# GIVEN RECORDS:
-------------------------
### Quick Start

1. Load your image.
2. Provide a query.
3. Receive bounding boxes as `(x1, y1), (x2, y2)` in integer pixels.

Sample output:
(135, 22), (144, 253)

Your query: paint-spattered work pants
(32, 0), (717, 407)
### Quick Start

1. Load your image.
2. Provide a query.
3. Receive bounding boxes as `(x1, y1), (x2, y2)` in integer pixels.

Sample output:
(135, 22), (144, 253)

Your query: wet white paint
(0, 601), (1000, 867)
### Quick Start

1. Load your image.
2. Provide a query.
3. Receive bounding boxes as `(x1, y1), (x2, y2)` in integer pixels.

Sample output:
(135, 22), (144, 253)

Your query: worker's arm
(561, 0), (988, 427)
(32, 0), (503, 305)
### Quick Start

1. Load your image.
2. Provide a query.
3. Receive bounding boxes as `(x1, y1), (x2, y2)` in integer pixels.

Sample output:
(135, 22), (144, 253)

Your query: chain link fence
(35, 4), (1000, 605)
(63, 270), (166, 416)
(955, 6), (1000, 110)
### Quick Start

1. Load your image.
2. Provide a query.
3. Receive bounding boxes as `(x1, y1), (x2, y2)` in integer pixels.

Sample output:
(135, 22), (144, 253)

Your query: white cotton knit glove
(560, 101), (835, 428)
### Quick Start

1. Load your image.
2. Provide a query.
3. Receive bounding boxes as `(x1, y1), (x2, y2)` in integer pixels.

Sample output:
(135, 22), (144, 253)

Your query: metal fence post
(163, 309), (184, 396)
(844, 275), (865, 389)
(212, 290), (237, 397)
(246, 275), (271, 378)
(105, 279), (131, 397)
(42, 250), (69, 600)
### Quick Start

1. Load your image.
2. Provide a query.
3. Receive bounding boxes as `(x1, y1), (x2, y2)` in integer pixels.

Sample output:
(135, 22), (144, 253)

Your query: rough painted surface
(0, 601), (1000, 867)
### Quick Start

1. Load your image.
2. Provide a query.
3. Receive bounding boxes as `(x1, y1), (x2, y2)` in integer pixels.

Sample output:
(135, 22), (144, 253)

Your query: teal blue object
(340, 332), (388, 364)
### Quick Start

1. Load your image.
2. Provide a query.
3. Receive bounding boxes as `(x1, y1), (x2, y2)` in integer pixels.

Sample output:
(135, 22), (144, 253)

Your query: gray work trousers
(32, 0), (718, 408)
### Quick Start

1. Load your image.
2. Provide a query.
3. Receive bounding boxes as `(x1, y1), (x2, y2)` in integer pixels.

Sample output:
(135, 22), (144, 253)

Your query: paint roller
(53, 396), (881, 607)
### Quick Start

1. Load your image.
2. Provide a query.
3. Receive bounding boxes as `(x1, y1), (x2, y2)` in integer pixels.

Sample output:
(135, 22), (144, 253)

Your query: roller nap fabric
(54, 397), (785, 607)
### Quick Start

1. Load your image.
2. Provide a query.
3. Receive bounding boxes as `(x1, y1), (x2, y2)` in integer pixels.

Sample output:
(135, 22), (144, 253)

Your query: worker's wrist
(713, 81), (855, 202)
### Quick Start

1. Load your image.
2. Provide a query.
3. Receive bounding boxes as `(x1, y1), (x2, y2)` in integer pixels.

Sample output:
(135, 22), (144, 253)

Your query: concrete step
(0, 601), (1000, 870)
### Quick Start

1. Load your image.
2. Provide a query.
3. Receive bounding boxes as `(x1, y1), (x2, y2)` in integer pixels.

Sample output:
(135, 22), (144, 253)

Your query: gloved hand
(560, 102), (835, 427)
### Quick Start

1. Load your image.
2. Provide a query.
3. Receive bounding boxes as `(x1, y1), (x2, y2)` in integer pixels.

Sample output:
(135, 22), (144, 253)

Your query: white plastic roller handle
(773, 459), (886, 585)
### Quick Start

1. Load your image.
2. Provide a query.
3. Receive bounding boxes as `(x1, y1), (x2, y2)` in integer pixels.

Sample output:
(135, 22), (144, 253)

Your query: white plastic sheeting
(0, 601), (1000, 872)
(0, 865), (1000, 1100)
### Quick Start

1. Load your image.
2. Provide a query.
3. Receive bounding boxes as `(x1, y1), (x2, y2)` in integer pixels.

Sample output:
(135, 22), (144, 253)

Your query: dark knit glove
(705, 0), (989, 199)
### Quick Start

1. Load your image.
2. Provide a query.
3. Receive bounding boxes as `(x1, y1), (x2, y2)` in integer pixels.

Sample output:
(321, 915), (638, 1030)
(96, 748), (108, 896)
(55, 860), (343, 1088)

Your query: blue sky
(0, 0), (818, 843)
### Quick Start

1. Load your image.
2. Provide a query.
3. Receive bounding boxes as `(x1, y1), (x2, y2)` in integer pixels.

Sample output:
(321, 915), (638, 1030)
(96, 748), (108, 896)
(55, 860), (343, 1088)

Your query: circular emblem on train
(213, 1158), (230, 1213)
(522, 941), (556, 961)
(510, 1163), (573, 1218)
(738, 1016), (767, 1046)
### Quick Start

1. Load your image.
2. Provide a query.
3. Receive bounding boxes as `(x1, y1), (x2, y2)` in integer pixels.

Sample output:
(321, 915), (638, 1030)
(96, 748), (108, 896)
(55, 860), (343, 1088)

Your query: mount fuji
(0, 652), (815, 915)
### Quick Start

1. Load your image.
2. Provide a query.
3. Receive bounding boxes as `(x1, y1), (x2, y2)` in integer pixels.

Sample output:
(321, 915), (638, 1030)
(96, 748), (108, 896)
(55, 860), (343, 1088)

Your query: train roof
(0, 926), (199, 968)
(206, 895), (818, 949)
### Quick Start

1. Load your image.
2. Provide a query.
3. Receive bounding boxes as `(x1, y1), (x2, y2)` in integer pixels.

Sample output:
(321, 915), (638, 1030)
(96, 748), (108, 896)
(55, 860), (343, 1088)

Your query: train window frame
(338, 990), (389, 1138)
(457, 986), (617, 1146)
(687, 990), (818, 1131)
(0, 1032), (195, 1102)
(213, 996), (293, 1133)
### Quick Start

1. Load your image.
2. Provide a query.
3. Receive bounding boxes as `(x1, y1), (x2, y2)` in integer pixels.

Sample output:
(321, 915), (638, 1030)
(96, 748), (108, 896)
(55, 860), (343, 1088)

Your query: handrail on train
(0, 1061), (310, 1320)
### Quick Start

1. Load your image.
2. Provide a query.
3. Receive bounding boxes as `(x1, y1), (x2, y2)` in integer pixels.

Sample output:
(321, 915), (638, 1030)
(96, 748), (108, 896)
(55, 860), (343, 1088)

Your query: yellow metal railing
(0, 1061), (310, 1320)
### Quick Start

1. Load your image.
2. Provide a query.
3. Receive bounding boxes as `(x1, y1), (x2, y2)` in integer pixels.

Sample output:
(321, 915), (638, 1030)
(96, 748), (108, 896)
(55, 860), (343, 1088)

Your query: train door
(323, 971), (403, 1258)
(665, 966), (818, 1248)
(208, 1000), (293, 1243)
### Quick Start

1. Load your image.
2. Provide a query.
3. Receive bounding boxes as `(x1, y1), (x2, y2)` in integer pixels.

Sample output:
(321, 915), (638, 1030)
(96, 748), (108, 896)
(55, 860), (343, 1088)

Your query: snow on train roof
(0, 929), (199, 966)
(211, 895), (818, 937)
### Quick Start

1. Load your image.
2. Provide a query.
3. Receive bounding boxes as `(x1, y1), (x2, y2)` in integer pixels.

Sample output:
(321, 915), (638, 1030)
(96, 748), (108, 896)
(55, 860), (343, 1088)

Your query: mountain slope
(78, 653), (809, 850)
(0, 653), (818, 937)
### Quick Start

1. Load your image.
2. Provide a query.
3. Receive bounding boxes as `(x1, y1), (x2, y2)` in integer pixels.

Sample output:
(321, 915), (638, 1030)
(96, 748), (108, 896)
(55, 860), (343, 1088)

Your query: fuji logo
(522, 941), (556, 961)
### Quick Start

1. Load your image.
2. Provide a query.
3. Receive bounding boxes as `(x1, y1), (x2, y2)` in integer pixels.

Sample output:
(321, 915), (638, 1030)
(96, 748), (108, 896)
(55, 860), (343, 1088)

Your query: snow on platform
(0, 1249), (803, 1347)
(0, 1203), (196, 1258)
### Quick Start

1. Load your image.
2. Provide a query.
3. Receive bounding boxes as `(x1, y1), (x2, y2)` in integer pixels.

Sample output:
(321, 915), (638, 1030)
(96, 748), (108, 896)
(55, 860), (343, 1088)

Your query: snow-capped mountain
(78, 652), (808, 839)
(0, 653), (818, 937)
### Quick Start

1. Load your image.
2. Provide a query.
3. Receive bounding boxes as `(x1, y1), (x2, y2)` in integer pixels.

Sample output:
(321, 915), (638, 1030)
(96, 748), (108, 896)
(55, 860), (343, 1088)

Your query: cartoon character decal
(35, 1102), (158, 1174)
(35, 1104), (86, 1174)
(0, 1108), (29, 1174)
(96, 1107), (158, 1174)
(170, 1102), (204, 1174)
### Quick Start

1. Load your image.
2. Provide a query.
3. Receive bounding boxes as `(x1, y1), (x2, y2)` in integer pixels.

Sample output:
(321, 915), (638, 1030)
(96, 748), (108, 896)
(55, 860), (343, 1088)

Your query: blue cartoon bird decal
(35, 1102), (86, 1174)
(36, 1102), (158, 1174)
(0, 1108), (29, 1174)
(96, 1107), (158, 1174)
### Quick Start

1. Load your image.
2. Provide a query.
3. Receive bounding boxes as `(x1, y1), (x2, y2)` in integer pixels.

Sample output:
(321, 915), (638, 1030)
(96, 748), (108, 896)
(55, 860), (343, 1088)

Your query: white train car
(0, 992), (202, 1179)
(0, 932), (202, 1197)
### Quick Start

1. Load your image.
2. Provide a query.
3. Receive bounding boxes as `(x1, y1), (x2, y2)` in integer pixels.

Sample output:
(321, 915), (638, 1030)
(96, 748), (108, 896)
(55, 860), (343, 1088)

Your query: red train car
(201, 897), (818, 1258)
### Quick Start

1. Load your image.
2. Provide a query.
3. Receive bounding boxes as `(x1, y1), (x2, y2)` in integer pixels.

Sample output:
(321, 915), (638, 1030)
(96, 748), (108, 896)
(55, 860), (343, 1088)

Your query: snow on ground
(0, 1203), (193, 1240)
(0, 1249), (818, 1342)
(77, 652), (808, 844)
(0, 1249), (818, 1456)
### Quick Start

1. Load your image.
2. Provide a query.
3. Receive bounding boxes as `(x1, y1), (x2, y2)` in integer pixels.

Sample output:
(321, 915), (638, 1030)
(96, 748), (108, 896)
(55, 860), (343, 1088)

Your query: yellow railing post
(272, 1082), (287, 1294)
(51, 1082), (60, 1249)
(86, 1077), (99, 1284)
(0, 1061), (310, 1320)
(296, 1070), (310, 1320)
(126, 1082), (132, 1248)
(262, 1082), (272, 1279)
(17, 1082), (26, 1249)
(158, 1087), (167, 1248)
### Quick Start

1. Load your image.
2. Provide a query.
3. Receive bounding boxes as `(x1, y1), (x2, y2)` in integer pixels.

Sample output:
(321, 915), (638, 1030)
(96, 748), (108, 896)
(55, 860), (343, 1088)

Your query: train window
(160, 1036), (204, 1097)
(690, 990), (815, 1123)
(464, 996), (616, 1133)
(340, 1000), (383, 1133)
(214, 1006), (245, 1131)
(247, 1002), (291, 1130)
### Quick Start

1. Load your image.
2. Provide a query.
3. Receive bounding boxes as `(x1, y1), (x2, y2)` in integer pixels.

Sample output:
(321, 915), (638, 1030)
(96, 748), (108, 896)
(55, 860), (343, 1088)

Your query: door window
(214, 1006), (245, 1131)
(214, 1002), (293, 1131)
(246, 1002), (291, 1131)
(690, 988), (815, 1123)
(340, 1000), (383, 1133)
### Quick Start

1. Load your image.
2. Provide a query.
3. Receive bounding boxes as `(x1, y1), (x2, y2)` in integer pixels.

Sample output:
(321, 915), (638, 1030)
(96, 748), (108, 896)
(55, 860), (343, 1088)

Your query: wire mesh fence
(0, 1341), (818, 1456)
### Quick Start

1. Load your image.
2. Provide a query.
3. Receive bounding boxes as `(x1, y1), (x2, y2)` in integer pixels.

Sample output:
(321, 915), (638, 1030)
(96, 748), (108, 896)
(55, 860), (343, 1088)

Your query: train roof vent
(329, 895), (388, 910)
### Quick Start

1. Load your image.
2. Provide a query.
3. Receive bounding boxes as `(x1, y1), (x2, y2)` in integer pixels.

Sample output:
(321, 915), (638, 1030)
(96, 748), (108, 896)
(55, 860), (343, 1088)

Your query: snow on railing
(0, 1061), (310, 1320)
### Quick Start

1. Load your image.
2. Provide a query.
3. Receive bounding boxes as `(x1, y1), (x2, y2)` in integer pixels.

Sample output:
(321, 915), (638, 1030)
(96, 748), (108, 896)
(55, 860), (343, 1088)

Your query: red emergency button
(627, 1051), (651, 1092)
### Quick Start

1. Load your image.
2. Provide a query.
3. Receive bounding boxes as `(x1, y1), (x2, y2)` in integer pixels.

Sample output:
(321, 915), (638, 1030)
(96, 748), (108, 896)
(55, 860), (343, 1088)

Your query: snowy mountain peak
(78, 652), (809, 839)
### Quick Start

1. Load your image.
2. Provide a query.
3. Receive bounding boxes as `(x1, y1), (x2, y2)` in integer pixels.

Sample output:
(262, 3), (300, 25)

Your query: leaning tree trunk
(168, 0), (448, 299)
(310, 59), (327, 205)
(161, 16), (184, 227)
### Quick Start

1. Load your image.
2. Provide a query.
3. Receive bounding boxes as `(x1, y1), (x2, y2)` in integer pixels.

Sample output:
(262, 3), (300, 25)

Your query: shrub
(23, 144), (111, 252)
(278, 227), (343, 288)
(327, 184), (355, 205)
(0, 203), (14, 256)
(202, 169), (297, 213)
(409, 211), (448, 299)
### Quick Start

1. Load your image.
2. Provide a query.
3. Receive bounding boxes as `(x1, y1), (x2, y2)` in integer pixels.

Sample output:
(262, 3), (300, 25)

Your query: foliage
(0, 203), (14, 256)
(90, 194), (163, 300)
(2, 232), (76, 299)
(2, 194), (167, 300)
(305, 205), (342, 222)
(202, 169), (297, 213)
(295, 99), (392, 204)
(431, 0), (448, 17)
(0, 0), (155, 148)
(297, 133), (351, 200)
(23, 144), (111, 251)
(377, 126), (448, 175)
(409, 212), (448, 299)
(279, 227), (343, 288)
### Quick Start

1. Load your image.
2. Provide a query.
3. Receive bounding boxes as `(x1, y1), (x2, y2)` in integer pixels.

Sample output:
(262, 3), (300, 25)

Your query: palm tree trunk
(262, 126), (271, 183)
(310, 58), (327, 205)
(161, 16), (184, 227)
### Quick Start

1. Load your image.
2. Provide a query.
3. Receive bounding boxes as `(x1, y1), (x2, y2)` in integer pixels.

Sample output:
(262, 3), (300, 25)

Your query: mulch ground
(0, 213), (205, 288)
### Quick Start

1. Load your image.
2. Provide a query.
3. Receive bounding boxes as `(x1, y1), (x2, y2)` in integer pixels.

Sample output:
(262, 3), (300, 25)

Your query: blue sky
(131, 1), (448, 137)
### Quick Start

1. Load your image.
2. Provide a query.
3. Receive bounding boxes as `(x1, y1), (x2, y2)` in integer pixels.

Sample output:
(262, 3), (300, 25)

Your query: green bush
-------------------------
# DIRECTION:
Please find every line in the records that contains the word "roof" and copy each one out in full.

# SOLVED PROBLEM:
Your query: train roof
Your query: snow on train roof
Your query: train roof vent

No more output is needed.